#### [What is asked]
Copy the material below line for line, leaving every character unchanged.

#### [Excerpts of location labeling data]
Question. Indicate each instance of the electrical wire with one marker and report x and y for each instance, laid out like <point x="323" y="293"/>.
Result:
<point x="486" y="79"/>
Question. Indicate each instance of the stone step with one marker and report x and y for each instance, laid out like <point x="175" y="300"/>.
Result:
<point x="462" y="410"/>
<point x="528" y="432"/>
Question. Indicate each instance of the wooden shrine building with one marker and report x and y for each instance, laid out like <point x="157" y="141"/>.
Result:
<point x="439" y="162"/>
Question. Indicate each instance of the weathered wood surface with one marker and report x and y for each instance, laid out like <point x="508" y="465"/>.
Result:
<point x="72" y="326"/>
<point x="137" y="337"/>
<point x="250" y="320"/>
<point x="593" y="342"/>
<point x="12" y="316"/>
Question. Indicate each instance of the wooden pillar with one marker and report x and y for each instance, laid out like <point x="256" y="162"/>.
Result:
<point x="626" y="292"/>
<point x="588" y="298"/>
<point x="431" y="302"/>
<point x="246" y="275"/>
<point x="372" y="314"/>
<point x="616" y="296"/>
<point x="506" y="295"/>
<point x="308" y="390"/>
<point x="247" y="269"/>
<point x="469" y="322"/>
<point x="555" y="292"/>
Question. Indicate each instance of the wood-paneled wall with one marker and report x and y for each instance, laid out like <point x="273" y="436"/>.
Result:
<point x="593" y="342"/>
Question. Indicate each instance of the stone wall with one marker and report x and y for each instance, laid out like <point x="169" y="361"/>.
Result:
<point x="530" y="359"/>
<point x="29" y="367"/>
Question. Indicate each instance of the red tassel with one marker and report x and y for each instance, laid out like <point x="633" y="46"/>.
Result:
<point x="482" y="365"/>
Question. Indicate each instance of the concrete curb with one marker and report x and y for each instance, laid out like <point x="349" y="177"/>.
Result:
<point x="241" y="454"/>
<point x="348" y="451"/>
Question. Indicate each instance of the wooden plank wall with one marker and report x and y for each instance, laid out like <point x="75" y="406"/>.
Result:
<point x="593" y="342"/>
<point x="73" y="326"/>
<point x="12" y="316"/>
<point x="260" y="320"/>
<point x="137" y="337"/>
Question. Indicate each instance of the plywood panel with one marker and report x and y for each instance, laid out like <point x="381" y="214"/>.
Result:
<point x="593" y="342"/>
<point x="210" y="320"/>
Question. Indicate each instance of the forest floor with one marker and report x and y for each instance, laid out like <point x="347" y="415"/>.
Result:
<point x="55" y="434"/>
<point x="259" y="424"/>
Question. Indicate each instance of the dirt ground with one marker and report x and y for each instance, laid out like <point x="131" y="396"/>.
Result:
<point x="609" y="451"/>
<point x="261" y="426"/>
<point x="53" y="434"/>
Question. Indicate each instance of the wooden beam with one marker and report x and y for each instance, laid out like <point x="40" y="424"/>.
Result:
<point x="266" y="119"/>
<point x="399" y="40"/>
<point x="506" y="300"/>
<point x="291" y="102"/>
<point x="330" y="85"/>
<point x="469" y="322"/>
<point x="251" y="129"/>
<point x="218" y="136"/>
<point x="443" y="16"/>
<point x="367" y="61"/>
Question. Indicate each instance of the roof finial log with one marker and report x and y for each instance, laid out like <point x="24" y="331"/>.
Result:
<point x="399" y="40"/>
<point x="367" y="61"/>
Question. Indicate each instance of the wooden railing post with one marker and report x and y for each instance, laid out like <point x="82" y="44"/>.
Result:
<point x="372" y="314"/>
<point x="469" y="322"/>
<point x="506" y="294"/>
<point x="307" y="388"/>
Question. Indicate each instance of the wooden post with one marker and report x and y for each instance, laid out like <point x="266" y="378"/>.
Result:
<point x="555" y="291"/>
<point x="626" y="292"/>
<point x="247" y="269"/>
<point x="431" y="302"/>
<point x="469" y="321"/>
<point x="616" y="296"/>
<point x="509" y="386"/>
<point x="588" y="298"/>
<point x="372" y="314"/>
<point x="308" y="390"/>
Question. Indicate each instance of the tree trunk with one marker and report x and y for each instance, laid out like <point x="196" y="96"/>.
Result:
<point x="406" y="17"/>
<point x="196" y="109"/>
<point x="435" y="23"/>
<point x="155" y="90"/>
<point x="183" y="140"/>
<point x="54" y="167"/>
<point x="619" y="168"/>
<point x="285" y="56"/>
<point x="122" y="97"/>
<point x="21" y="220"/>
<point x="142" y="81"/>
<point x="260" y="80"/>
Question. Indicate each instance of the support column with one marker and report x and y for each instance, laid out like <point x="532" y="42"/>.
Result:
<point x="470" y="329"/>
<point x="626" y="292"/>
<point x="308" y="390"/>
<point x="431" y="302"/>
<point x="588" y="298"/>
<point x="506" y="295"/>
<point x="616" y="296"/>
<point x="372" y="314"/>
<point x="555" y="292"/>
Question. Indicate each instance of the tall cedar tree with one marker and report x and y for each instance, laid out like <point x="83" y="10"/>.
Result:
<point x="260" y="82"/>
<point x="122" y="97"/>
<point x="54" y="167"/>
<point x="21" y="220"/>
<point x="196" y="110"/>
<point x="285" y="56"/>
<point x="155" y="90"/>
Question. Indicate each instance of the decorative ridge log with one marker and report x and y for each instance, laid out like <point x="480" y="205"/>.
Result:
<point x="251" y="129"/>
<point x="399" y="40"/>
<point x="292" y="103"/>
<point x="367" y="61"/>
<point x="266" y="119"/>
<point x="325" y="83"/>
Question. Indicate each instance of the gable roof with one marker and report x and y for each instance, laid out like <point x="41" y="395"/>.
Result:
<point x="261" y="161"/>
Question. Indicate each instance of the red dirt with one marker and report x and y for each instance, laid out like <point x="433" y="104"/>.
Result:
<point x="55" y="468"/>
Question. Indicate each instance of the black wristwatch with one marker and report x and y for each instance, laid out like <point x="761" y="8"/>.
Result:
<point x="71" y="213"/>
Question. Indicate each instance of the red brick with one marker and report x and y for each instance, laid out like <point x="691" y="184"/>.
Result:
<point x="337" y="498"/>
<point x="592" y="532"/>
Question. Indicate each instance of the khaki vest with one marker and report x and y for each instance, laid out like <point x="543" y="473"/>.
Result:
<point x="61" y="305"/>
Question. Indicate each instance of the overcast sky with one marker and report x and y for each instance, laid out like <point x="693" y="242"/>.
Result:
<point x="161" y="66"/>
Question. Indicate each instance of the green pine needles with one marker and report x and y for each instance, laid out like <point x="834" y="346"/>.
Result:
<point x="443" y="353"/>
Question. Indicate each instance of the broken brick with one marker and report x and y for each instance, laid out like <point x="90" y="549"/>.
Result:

#### [Solution for this exercise]
Question. Indicate each instance of the electrical wire with one marker and report x and y for each instance, laid out like <point x="323" y="293"/>.
Result:
<point x="486" y="79"/>
Question. Indicate each instance of the stone step with one marker and report x and y for each instance, laid out like <point x="175" y="300"/>.
Result:
<point x="462" y="410"/>
<point x="528" y="432"/>
Question. Indicate each instance of the wooden shrine building with one marker and report x and y for each instance, laid out like <point x="157" y="141"/>.
Result:
<point x="439" y="162"/>
Question. Indicate each instance of the weathered wood surface with one marker and report x and y for each instance, laid out like <point x="508" y="465"/>.
Result:
<point x="72" y="326"/>
<point x="137" y="337"/>
<point x="250" y="320"/>
<point x="593" y="342"/>
<point x="12" y="316"/>
Question. Indicate each instance of the wooden pillar with one marker and report x and y for each instance, laid out like <point x="256" y="162"/>.
Result:
<point x="626" y="292"/>
<point x="588" y="298"/>
<point x="431" y="302"/>
<point x="246" y="275"/>
<point x="372" y="314"/>
<point x="616" y="296"/>
<point x="506" y="295"/>
<point x="308" y="390"/>
<point x="247" y="269"/>
<point x="469" y="322"/>
<point x="555" y="292"/>
Question. Indicate each instance of the wood-paneled wall with one marker and report x and y for each instance, laid out like <point x="273" y="436"/>.
Result:
<point x="593" y="342"/>
Question. Indicate each instance of the stone wall with one marker and report x and y for each instance, laid out like <point x="169" y="361"/>.
Result:
<point x="530" y="359"/>
<point x="29" y="367"/>
Question. Indicate each instance of the red tassel with one marker and report x and y for each instance, laid out like <point x="633" y="46"/>.
Result:
<point x="482" y="365"/>
Question. Indicate each instance of the concrete curb with one marker and report x and y for each instance, laid out like <point x="349" y="177"/>.
Result:
<point x="241" y="454"/>
<point x="348" y="451"/>
Question. Indicate each instance of the wooden plank wall with one marker and report x and y for each instance, laid out like <point x="75" y="406"/>.
Result:
<point x="593" y="342"/>
<point x="73" y="326"/>
<point x="12" y="316"/>
<point x="260" y="320"/>
<point x="137" y="337"/>
Question. Indicate each instance of the plywood panel with one marker and report x and y for each instance, laid out like <point x="381" y="214"/>.
Result:
<point x="593" y="342"/>
<point x="210" y="320"/>
Question. Indicate each instance of the forest floor with one marker and report x and y for each instance, laid out like <point x="347" y="415"/>.
Result:
<point x="55" y="434"/>
<point x="259" y="424"/>
Question. Indicate each instance of the dirt ground with one marker and report x and y for each instance, laid out like <point x="131" y="396"/>.
Result:
<point x="609" y="451"/>
<point x="261" y="426"/>
<point x="53" y="434"/>
Question. Indicate each instance of the wooden beam with one marker and report x and y for each instance, laid out like <point x="40" y="424"/>.
Result:
<point x="266" y="119"/>
<point x="399" y="40"/>
<point x="506" y="300"/>
<point x="291" y="102"/>
<point x="330" y="85"/>
<point x="469" y="322"/>
<point x="251" y="129"/>
<point x="218" y="136"/>
<point x="443" y="16"/>
<point x="367" y="61"/>
Question. Indicate each instance of the roof finial log with one marker and report x and y for each instance, laid out like <point x="24" y="331"/>.
Result:
<point x="399" y="40"/>
<point x="367" y="61"/>
Question. Indicate each instance of the wooden railing post with one marker and report x and y for each instance, laid out like <point x="82" y="44"/>.
Result:
<point x="372" y="314"/>
<point x="469" y="322"/>
<point x="506" y="294"/>
<point x="307" y="388"/>
Question. Indicate each instance of the wooden post with one marker and report x and y for each instance, laid out like <point x="266" y="378"/>.
Result:
<point x="555" y="291"/>
<point x="626" y="292"/>
<point x="247" y="269"/>
<point x="431" y="302"/>
<point x="469" y="321"/>
<point x="616" y="296"/>
<point x="509" y="386"/>
<point x="588" y="298"/>
<point x="372" y="314"/>
<point x="308" y="390"/>
Question. Indicate each instance of the tree trunk with one marker and report x and y for each instance, laid out like <point x="196" y="96"/>.
Result:
<point x="406" y="17"/>
<point x="196" y="109"/>
<point x="435" y="23"/>
<point x="155" y="90"/>
<point x="183" y="140"/>
<point x="54" y="167"/>
<point x="619" y="168"/>
<point x="285" y="56"/>
<point x="122" y="97"/>
<point x="21" y="220"/>
<point x="142" y="81"/>
<point x="260" y="80"/>
Question. Indicate each instance of the support column with one marker and report x and y for each instance, laid out like <point x="532" y="42"/>.
Result:
<point x="470" y="329"/>
<point x="626" y="292"/>
<point x="308" y="390"/>
<point x="431" y="302"/>
<point x="588" y="298"/>
<point x="506" y="295"/>
<point x="616" y="296"/>
<point x="372" y="314"/>
<point x="555" y="292"/>
Question. Indicate each instance of the tall cedar tree with one marker and report x and y for each instance, laid out like <point x="83" y="10"/>.
Result:
<point x="260" y="82"/>
<point x="122" y="97"/>
<point x="54" y="167"/>
<point x="21" y="220"/>
<point x="196" y="110"/>
<point x="285" y="56"/>
<point x="155" y="90"/>
Question. Indicate each instance of the decorative ridge log with one marker and report x and y for each instance, laid out like <point x="480" y="205"/>.
Result:
<point x="251" y="129"/>
<point x="399" y="40"/>
<point x="292" y="103"/>
<point x="367" y="61"/>
<point x="266" y="119"/>
<point x="325" y="83"/>
Question. Indicate each instance of the gable roof with one marker and report x and y for each instance, laid out like <point x="41" y="395"/>.
Result:
<point x="261" y="161"/>
Question. Indicate each instance of the red dirt with one marker and report x and y for each instance, laid out like <point x="433" y="104"/>.
Result:
<point x="55" y="468"/>
Question. Indicate each instance of the black wristwatch with one marker and report x and y for each instance, laid out like <point x="761" y="8"/>.
Result:
<point x="71" y="213"/>
Question. Indicate each instance of the red brick with one marker and report x and y for each instance, laid out like <point x="691" y="184"/>.
Result:
<point x="337" y="498"/>
<point x="592" y="532"/>
Question. Indicate each instance of the khaki vest with one marker and report x and y for each instance, laid out like <point x="543" y="473"/>.
Result:
<point x="61" y="305"/>
Question. Indicate each instance of the overcast sky with one marker and report x and y for each instance, laid out like <point x="693" y="242"/>.
Result:
<point x="161" y="66"/>
Question. Indicate each instance of the green pine needles with one marker and report x and y for each instance, laid out like <point x="834" y="346"/>.
Result:
<point x="443" y="353"/>
Question. Indicate each instance of the broken brick with one marker and report x and y for each instance, laid out like <point x="90" y="549"/>.
Result:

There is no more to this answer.